> _Data excerpts_
···
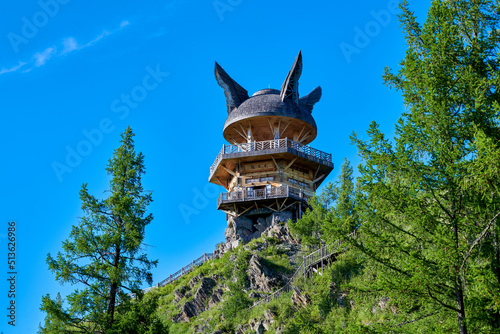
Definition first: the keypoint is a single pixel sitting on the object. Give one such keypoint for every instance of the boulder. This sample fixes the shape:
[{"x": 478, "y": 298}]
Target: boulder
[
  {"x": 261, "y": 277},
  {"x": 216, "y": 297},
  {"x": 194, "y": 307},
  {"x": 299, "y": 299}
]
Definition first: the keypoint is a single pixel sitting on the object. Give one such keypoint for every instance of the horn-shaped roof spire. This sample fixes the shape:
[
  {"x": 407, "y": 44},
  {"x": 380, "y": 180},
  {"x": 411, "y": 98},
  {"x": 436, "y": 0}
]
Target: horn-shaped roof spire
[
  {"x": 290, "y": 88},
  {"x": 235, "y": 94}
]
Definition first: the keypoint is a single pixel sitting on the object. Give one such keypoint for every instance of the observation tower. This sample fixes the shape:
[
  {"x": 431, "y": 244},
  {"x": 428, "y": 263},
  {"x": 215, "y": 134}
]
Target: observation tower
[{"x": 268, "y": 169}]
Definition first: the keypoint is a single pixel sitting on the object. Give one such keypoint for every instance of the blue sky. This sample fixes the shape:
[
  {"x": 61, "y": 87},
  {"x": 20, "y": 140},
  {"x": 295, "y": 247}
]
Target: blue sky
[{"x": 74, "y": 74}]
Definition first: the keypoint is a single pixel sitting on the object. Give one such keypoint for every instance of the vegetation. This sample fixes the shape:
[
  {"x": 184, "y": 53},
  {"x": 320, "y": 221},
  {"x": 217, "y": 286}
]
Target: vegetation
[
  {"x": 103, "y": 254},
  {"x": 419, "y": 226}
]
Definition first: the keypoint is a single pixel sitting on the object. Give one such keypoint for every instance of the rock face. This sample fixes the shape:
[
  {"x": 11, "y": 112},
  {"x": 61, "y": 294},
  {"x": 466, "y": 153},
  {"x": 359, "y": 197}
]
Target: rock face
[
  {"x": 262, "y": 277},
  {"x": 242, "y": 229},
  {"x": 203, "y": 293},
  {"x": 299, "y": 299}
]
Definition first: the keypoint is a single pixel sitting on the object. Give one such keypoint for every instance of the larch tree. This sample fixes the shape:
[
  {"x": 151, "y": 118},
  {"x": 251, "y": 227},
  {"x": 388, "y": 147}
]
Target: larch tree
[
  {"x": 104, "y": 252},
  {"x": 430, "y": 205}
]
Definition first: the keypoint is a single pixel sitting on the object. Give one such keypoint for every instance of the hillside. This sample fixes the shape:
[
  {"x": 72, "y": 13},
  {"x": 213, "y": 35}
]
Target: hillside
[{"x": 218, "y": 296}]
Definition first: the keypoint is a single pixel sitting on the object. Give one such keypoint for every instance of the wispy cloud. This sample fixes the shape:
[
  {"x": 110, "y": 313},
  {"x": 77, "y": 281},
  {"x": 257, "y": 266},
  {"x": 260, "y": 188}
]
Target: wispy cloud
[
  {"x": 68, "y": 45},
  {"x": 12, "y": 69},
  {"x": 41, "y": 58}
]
···
> _Aim of the task_
Copy again the part of the records that opens with the line containing "of the vegetation." and runs through the end of the records, keeping every line. Multiply each x and y coordinate in the answers by 1.95 and round it to a whole number, with halves rounding up, while every other number stays unchanged.

> _Written reply_
Definition first: the keypoint is a single pixel sitting on the object. Give one such keypoint for every instance of the vegetation. This sample fixes the shape:
[
  {"x": 184, "y": 53},
  {"x": 320, "y": 221},
  {"x": 217, "y": 286}
]
Target: vegetation
[
  {"x": 201, "y": 495},
  {"x": 817, "y": 441}
]
Definition first: the keypoint is a single pixel sitting on the object. Give one such keypoint for every instance of the rock face. This sample fixes the shape:
[
  {"x": 11, "y": 112},
  {"x": 61, "y": 294},
  {"x": 466, "y": 153},
  {"x": 359, "y": 197}
]
Target: rock face
[
  {"x": 511, "y": 540},
  {"x": 472, "y": 447},
  {"x": 396, "y": 571},
  {"x": 583, "y": 583}
]
Definition first: the keypoint is a single pixel sitting on the object. Give one such keypoint for every instance of the larch tree. This sample fixes the shape:
[
  {"x": 151, "y": 118},
  {"x": 251, "y": 227},
  {"x": 388, "y": 147}
]
Target: larch tree
[
  {"x": 203, "y": 491},
  {"x": 839, "y": 400}
]
Definition first: the keypoint is a single pixel sitting on the object. Give one such keypoint for every instance of the hillside. This sample fixes the shape:
[
  {"x": 72, "y": 13},
  {"x": 213, "y": 35}
]
Target: hillside
[{"x": 425, "y": 577}]
Definition first: the keypoint is a single pixel sitting on the object. Give one such keypoint for every instance of the wispy cloud. This sample fixes the shape:
[
  {"x": 110, "y": 313},
  {"x": 77, "y": 281},
  {"x": 257, "y": 266},
  {"x": 260, "y": 188}
]
Target: wispy cloud
[
  {"x": 133, "y": 88},
  {"x": 23, "y": 135},
  {"x": 80, "y": 113}
]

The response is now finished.